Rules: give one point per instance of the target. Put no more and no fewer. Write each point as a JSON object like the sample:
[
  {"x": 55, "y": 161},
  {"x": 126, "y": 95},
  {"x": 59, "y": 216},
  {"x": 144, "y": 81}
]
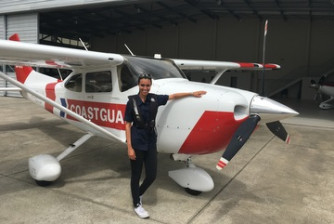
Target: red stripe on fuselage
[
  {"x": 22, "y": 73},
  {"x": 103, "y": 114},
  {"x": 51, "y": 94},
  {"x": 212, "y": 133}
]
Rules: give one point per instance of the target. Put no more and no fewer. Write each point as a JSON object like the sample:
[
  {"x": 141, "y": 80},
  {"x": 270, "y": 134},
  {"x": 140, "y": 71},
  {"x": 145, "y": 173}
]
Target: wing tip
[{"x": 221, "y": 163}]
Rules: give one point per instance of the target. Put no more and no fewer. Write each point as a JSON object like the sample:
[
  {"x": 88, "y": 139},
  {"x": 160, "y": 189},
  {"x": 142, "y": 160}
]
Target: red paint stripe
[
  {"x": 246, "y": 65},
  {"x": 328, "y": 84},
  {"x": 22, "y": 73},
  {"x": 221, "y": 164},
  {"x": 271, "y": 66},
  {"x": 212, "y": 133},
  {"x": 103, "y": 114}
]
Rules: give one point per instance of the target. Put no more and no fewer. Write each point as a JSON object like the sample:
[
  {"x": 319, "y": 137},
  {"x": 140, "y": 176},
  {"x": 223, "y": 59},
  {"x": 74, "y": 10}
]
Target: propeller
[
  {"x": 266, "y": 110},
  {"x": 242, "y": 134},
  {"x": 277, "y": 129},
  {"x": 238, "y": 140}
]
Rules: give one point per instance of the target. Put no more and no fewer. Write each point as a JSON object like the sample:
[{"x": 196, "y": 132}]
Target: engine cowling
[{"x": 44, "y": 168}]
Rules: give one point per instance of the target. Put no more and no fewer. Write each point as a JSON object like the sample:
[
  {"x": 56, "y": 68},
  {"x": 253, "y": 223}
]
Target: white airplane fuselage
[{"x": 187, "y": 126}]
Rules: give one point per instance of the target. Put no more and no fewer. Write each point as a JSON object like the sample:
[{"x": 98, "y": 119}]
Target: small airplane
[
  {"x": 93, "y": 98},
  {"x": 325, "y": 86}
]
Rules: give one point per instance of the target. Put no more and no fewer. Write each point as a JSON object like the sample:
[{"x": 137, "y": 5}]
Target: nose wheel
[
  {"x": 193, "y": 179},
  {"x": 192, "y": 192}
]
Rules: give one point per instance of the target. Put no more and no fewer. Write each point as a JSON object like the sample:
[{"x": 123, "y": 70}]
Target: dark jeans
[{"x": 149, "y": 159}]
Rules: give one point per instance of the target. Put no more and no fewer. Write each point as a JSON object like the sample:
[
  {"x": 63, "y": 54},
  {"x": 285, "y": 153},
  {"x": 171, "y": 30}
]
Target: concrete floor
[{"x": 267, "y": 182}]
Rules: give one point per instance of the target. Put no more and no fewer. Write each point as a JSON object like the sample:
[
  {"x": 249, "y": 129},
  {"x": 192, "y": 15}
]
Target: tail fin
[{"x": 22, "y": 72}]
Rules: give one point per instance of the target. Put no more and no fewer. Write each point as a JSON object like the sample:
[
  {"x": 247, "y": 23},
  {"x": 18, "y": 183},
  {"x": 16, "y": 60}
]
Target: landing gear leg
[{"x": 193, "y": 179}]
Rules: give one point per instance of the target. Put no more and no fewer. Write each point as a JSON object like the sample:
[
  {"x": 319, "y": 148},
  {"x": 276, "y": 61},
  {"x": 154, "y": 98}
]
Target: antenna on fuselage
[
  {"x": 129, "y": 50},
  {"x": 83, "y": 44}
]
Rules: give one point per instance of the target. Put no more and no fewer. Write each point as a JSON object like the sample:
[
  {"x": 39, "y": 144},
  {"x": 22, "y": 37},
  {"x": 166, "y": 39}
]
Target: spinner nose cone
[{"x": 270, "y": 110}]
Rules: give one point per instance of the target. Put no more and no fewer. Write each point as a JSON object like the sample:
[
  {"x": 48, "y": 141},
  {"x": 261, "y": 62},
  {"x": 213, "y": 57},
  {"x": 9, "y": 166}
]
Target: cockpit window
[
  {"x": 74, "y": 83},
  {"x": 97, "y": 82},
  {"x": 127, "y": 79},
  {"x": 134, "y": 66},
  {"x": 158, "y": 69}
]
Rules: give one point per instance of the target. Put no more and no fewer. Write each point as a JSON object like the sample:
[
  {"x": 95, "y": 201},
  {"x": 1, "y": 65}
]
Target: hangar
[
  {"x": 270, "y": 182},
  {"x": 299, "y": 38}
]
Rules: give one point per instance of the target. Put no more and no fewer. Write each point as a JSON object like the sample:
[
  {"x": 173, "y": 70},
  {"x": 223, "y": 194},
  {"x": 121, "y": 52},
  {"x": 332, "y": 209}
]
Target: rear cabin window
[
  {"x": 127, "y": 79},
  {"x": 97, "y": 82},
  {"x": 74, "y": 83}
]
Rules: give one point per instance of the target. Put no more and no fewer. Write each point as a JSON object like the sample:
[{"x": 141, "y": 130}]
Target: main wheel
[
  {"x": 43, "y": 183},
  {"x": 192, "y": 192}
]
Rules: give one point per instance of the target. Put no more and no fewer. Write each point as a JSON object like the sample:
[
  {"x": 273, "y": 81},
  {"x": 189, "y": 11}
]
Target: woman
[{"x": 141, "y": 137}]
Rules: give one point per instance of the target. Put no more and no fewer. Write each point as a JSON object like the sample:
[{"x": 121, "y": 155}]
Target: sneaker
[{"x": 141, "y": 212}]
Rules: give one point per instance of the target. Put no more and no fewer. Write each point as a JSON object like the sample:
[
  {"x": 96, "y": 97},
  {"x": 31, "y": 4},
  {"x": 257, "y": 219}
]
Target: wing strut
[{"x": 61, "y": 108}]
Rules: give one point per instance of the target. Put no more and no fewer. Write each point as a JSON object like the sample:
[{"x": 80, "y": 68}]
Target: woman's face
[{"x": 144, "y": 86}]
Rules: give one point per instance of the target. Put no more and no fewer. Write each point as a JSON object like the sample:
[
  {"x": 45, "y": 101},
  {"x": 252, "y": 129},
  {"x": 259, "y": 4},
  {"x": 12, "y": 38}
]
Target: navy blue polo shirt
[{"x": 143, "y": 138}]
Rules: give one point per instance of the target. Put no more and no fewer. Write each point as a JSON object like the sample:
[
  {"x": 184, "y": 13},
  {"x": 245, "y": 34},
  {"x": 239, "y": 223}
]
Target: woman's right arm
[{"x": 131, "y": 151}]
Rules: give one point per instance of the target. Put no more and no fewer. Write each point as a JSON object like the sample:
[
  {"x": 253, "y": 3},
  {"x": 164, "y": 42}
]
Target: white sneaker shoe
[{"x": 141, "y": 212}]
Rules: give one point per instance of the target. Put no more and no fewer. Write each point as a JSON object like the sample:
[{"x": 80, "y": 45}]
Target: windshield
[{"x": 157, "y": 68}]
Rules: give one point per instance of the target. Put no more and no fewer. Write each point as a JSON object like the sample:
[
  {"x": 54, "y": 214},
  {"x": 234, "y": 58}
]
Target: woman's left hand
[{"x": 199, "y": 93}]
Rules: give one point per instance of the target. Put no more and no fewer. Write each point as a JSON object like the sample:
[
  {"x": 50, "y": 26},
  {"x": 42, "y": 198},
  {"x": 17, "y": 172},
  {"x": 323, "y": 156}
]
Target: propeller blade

- _Exercise description_:
Pictures in the records should not appear in your copy, but everything else must be transcribed exactly.

- _Answer space_:
Rules: give one point per instance of the target. Put no more and no fewer. Write each point as a JSON object like the sample:
[
  {"x": 55, "y": 161},
  {"x": 126, "y": 95},
  {"x": 59, "y": 216},
  {"x": 144, "y": 81}
]
Target: red stripe on fuselage
[
  {"x": 22, "y": 73},
  {"x": 103, "y": 114},
  {"x": 51, "y": 94},
  {"x": 212, "y": 133}
]
Rules: give one point per instance of the target. Put no more and no fewer. Write each point as a JSON object like the sample:
[
  {"x": 141, "y": 80},
  {"x": 270, "y": 134},
  {"x": 140, "y": 71},
  {"x": 145, "y": 173}
]
Target: wing tip
[{"x": 221, "y": 163}]
Rules: give one point per instance of the target. Put no more and no fewer. Write each point as a JSON object like the sample:
[
  {"x": 88, "y": 139},
  {"x": 160, "y": 189},
  {"x": 142, "y": 160}
]
Target: red paint stripe
[
  {"x": 246, "y": 65},
  {"x": 328, "y": 84},
  {"x": 22, "y": 73},
  {"x": 221, "y": 164},
  {"x": 271, "y": 66},
  {"x": 212, "y": 133},
  {"x": 103, "y": 114}
]
Rules: give one point per instance of the target. Put no more and no fewer. Write each point as a JSON object like the sample:
[
  {"x": 319, "y": 137},
  {"x": 140, "y": 176},
  {"x": 223, "y": 59},
  {"x": 74, "y": 10}
]
Target: propeller
[
  {"x": 266, "y": 110},
  {"x": 242, "y": 134},
  {"x": 277, "y": 129},
  {"x": 238, "y": 140}
]
Rules: give one point per instance of the target. Put no more and no fewer. Write each point as a JSON object like the sample:
[{"x": 196, "y": 132}]
Target: engine cowling
[{"x": 44, "y": 168}]
Rules: give one point per instance of the target. Put no more and no fewer. Write each point as a JSON object like the sample:
[
  {"x": 56, "y": 68},
  {"x": 253, "y": 223}
]
Target: white airplane fuselage
[{"x": 187, "y": 126}]
Rules: give one point per instance of the target. Put no more and no fewer. Write each point as a JSON object like the sample:
[{"x": 98, "y": 119}]
Target: small airplane
[
  {"x": 93, "y": 98},
  {"x": 325, "y": 86}
]
Rules: give one point per instance of the target. Put no more and no fewer. Write each point as a JSON object like the sample:
[{"x": 137, "y": 5}]
Target: nose wheel
[
  {"x": 193, "y": 179},
  {"x": 192, "y": 192}
]
Rules: give one point per instance of the target. Put no more and no fewer. Write each point as a JSON object like the sample:
[{"x": 123, "y": 70}]
Target: dark jeans
[{"x": 149, "y": 159}]
Rules: give one point per instance of the target. Put no more and no fewer. Write each point as a JSON object like the sample:
[
  {"x": 63, "y": 54},
  {"x": 285, "y": 153},
  {"x": 171, "y": 30}
]
Target: concrete floor
[{"x": 267, "y": 182}]
Rules: give one point per instance of the target. Put no more and no fewer. Write each point as a JSON object like the sample:
[
  {"x": 249, "y": 129},
  {"x": 192, "y": 15}
]
Target: tail fin
[{"x": 22, "y": 72}]
Rules: give one point per instance of the target. Put no more and no fewer. Write each point as a JSON object like the sample:
[
  {"x": 247, "y": 23},
  {"x": 18, "y": 183},
  {"x": 16, "y": 60}
]
Target: landing gear leg
[{"x": 193, "y": 179}]
Rules: give one point per instance of the target. Put no more and no fewer. Write each point as a JSON object like the sample:
[
  {"x": 319, "y": 148},
  {"x": 276, "y": 61},
  {"x": 154, "y": 98}
]
Target: antenna on fuselage
[
  {"x": 129, "y": 50},
  {"x": 83, "y": 44}
]
Rules: give one point per instance of the target. Put no more and no fewer. Write each point as a JSON object like the sample:
[
  {"x": 39, "y": 144},
  {"x": 22, "y": 37},
  {"x": 166, "y": 39}
]
Target: spinner nose cone
[{"x": 270, "y": 110}]
Rules: give one point per instance of the target. Put no more and no fewer. Write each point as a JSON object like the sample:
[
  {"x": 48, "y": 141},
  {"x": 261, "y": 62},
  {"x": 213, "y": 57},
  {"x": 9, "y": 166}
]
Target: cockpit window
[
  {"x": 74, "y": 83},
  {"x": 97, "y": 82},
  {"x": 127, "y": 79},
  {"x": 134, "y": 66},
  {"x": 158, "y": 69}
]
Rules: give one point per instance of the target. Put no more and no fewer. Write each point as a JSON object like the sample:
[
  {"x": 95, "y": 201},
  {"x": 1, "y": 65}
]
Target: hangar
[
  {"x": 270, "y": 182},
  {"x": 299, "y": 38}
]
Rules: give one point per instance of the target. Put no more and no fewer. Write each point as a JSON object like the sample:
[
  {"x": 173, "y": 70},
  {"x": 223, "y": 194},
  {"x": 121, "y": 52},
  {"x": 332, "y": 209}
]
Target: rear cabin window
[
  {"x": 127, "y": 79},
  {"x": 97, "y": 82},
  {"x": 74, "y": 83}
]
Rules: give one point per instance of the target. Put no more and no fewer. Write each point as a JSON object like the sample:
[{"x": 141, "y": 130}]
Target: main wheel
[
  {"x": 43, "y": 183},
  {"x": 192, "y": 192}
]
Rules: give one point per instance of the target. Put no more and no fewer. Write each point as a JSON object like the sample:
[
  {"x": 273, "y": 81},
  {"x": 189, "y": 11}
]
Target: woman
[{"x": 141, "y": 137}]
Rules: give one point per instance of the target. Put no more and no fewer. Write each point as a JSON object like the sample:
[{"x": 121, "y": 155}]
Target: sneaker
[{"x": 141, "y": 212}]
Rules: give one point per instance of the target. Put no more and no fewer. Write each point as a JSON object like the sample:
[
  {"x": 96, "y": 97},
  {"x": 31, "y": 4},
  {"x": 257, "y": 219}
]
Target: wing strut
[{"x": 61, "y": 108}]
Rules: give one point per instance of the target. Put no more and no fewer. Write each point as a JSON object like the sample:
[{"x": 80, "y": 68}]
Target: woman's face
[{"x": 144, "y": 86}]
Rules: give one point per instance of the target. Put no more and no fewer. Write each point as a JSON object like the sample:
[
  {"x": 45, "y": 101},
  {"x": 252, "y": 129},
  {"x": 259, "y": 4},
  {"x": 12, "y": 38}
]
Target: navy blue polo shirt
[{"x": 143, "y": 138}]
Rules: give one point per instance of the target. Put no more and no fewer. Write each point as a JSON object like the sample:
[
  {"x": 184, "y": 13},
  {"x": 245, "y": 34},
  {"x": 239, "y": 223}
]
Target: woman's right arm
[{"x": 131, "y": 151}]
Rules: give one point per instance of the target. Put no more and no fewer. Write each point as a JSON object like the sample:
[
  {"x": 253, "y": 3},
  {"x": 164, "y": 42}
]
Target: white sneaker shoe
[{"x": 141, "y": 212}]
Rules: give one point per instance of the target. Put no more and no fewer. Write each point as a JSON object like the sample:
[{"x": 80, "y": 45}]
Target: windshield
[{"x": 157, "y": 68}]
Rules: give one point per instance of the target. Put no more and no fewer. Write each point as a JSON object like the sample:
[
  {"x": 54, "y": 214},
  {"x": 234, "y": 58}
]
Target: woman's left hand
[{"x": 199, "y": 93}]
Rules: give one point per instance of the target. Put no more and no fewer. Write each point as a JSON object like the sample:
[
  {"x": 50, "y": 26},
  {"x": 42, "y": 198},
  {"x": 17, "y": 172},
  {"x": 323, "y": 156}
]
Target: propeller blade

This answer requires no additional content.